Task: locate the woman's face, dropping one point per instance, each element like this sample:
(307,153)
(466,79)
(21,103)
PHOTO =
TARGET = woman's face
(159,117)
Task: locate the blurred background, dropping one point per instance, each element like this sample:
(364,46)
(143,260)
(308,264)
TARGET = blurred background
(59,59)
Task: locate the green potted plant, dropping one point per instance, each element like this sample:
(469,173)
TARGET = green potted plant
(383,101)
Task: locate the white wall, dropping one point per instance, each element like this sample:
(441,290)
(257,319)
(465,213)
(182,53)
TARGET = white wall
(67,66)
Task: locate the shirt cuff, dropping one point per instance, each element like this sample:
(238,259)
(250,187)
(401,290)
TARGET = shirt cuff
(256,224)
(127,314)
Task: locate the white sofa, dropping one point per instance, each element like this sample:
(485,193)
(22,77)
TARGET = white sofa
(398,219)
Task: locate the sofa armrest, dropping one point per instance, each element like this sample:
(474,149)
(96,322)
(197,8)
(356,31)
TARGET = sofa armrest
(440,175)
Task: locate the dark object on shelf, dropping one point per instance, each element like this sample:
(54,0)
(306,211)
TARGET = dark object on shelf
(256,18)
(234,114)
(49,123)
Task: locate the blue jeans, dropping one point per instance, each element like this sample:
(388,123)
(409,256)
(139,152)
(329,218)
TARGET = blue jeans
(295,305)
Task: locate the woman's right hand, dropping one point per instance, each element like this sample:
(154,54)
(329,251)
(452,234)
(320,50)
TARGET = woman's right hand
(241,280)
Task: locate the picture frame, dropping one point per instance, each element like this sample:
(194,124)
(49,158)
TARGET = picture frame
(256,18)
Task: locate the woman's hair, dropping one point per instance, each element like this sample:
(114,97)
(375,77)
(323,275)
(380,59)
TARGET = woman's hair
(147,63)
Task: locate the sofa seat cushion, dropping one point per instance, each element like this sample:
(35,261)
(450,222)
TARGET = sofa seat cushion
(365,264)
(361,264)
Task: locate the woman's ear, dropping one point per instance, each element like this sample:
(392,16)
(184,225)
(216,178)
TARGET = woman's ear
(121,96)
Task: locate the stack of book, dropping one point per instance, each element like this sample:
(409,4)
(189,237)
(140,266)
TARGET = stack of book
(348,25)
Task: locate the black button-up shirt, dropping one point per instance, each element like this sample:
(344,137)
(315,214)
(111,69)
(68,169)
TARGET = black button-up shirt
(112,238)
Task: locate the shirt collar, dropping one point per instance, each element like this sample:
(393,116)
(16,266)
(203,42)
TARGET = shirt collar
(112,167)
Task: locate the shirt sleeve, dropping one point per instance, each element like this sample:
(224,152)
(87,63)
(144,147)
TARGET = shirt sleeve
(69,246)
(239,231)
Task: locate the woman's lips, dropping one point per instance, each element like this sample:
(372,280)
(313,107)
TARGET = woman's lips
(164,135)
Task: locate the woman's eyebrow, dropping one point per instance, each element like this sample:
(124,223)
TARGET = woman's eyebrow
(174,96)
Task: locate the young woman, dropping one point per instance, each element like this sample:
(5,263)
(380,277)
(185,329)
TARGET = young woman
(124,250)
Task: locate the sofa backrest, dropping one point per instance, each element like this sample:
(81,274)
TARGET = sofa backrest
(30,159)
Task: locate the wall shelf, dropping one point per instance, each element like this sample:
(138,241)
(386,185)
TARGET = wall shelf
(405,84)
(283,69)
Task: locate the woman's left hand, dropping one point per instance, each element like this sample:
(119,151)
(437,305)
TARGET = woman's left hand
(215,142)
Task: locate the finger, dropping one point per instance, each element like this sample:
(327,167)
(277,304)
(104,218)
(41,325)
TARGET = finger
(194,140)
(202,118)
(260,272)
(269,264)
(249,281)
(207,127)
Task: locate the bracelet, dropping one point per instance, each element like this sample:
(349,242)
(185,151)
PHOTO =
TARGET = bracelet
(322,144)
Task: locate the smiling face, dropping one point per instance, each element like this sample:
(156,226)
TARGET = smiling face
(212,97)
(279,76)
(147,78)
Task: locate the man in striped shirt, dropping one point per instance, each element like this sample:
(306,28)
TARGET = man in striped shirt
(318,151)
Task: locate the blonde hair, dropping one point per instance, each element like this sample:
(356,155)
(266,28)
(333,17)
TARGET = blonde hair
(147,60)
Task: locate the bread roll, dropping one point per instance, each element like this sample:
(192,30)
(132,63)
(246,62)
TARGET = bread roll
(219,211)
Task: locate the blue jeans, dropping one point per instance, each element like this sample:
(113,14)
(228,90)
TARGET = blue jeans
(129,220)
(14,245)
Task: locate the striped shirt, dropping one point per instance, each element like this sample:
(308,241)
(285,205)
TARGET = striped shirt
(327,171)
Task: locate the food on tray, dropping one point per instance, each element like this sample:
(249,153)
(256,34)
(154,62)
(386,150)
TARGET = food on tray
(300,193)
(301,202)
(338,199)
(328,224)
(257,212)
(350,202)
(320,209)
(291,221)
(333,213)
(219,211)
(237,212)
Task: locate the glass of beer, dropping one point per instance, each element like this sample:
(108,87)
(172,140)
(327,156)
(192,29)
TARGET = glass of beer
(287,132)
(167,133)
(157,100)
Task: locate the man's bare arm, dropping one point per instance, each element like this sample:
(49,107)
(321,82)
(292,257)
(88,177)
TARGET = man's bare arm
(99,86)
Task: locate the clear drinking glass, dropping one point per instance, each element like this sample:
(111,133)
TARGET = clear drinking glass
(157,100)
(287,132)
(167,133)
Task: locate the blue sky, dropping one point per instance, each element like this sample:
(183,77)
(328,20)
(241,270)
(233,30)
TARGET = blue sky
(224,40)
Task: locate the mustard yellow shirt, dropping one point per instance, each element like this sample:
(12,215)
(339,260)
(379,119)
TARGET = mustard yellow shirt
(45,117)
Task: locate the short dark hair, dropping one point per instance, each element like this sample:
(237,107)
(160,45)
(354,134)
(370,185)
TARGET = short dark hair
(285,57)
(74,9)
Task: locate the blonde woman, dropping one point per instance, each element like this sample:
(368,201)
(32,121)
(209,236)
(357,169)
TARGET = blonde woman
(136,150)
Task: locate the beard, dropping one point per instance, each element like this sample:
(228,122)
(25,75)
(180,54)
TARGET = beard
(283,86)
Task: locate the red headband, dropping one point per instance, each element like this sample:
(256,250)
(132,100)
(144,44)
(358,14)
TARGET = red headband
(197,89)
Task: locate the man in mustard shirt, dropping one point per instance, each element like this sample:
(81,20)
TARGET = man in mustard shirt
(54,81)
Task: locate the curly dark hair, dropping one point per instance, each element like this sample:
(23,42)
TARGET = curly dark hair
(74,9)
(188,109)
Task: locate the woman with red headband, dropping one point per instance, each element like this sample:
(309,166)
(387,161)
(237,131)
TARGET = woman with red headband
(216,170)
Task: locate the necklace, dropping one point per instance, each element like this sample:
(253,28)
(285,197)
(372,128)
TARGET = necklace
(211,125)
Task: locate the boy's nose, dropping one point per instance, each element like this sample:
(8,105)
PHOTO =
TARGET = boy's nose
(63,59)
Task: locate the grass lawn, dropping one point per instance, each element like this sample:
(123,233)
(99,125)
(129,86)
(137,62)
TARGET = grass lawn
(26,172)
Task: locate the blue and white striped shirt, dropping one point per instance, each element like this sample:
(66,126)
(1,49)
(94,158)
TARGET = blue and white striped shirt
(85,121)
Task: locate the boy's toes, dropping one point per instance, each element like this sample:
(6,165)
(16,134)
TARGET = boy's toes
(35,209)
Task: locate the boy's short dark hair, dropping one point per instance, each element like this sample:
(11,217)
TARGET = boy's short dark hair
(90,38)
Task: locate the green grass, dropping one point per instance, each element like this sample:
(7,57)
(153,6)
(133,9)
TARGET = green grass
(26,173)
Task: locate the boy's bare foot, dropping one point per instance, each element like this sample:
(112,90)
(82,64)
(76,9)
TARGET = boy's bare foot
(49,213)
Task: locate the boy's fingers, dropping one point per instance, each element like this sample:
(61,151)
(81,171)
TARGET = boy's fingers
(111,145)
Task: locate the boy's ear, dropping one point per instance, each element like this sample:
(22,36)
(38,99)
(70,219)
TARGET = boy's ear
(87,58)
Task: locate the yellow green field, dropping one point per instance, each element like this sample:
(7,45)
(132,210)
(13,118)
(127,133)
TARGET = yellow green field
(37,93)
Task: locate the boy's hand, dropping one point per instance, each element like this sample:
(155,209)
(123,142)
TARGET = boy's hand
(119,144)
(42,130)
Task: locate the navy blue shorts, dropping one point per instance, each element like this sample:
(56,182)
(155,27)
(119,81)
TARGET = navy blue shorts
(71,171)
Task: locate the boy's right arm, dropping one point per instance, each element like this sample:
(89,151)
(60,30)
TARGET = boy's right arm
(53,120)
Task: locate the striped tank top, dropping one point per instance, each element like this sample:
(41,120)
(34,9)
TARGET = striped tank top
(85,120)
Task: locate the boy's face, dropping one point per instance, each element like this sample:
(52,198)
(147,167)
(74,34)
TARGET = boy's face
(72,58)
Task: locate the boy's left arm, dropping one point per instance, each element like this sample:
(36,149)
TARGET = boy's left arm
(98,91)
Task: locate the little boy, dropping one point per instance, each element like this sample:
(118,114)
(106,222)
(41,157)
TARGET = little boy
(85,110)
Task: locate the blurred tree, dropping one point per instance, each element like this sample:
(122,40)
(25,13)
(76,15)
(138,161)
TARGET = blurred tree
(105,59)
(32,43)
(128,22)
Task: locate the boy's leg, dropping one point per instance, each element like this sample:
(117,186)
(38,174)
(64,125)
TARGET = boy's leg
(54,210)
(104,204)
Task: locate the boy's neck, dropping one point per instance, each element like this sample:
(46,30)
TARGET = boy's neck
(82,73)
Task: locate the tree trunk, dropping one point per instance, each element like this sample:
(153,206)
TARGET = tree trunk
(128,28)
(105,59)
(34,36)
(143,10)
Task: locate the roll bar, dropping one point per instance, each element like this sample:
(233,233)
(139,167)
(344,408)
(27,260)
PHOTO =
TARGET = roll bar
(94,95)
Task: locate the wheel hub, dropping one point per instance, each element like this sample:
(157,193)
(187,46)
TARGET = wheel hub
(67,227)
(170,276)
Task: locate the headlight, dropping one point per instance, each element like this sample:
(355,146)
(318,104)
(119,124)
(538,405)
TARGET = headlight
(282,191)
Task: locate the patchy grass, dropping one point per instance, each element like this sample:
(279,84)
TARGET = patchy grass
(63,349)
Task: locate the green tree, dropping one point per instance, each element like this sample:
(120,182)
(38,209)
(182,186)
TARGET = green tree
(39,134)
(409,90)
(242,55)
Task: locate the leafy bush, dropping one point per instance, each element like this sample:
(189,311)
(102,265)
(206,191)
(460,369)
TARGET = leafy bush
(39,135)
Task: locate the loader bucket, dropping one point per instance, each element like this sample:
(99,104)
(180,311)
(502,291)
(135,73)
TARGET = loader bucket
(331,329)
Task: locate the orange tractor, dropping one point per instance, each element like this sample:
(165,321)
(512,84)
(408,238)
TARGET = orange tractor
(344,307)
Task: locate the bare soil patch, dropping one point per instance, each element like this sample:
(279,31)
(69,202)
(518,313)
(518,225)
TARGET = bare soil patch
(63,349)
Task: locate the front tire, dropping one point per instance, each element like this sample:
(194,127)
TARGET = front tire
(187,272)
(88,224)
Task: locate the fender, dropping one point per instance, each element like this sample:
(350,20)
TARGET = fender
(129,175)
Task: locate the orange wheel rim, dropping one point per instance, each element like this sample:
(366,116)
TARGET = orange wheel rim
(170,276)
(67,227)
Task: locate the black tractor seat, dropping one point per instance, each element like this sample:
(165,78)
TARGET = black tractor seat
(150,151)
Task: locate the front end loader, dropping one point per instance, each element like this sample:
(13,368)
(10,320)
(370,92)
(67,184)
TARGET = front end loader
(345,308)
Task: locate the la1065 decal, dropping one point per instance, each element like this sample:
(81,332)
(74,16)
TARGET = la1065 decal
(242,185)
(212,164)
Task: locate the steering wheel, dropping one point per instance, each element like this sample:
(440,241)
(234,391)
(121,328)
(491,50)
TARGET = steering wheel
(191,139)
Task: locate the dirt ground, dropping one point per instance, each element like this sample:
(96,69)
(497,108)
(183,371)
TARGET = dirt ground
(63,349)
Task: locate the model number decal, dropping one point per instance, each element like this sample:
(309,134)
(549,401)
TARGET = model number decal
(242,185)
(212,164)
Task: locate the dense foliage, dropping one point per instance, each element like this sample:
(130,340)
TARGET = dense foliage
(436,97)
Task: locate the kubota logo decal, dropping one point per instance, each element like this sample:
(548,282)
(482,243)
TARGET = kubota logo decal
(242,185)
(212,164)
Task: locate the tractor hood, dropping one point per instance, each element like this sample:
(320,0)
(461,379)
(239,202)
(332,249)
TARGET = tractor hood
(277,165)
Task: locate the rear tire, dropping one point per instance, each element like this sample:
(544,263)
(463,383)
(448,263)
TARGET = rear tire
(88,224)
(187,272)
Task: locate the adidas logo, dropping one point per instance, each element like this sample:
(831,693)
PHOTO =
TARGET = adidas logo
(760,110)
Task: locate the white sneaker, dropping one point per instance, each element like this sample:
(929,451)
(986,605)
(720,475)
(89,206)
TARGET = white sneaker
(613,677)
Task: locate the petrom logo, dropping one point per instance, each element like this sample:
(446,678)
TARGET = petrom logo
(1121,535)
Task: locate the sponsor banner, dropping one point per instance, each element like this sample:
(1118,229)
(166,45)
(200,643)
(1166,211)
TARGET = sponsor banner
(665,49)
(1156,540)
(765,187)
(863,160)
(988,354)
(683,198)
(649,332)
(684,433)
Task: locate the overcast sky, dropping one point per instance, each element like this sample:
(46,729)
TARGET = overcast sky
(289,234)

◇ ◇ ◇ ◇

Starting at the line that contains "Task: locate the steering", quote each remaining line of the entries above, unchanged.

Task: locate the steering wheel, dropping one point per instance, each element like this sample:
(440,241)
(234,391)
(121,328)
(491,50)
TARGET = steering wheel
(191,139)
Task: locate the dirt ground, dropping one point per instance, each element like this sample:
(96,69)
(497,108)
(183,371)
TARGET = dirt ground
(63,349)
Task: locate the model number decal, dropping one point per instance, each element like this sample:
(309,134)
(549,401)
TARGET = model number decal
(242,185)
(212,164)
Task: locate the dense foliage, dropping one point per instance, each element like this sample:
(130,340)
TARGET = dense foliage
(436,97)
Task: locate the kubota logo decal, dropping one point per instance, each element like this sample:
(548,282)
(482,243)
TARGET = kubota logo decal
(242,185)
(212,164)
Task: locate the tractor hood, dropping one point per instance, each element like this sample:
(320,0)
(461,379)
(239,202)
(332,249)
TARGET = tractor hood
(277,165)
Task: locate the rear tire, dropping one point per instance, each element like this sample:
(544,263)
(463,383)
(448,263)
TARGET = rear tire
(88,224)
(187,272)
Task: locate the adidas logo, dropping one point per instance, each element like this sample:
(831,693)
PHOTO =
TARGET = adidas logo
(760,110)
Task: locate the white sneaker, dropping one point per instance, each element like this sample:
(929,451)
(986,605)
(720,475)
(89,206)
TARGET = white sneaker
(613,677)
Task: locate the petrom logo, dropping one point per instance, each element like this sample:
(446,678)
TARGET = petrom logo
(1121,535)
Task: locate the sponsor banner, dropping one point per instance, each element like this sample:
(1118,229)
(166,45)
(200,643)
(1166,211)
TARGET = sponsor banner
(665,49)
(1156,540)
(765,187)
(863,160)
(988,354)
(683,198)
(649,332)
(684,433)
Task: locate the overcast sky, dropping one point per instance, each element like this sample:
(46,729)
TARGET = overcast sky
(289,234)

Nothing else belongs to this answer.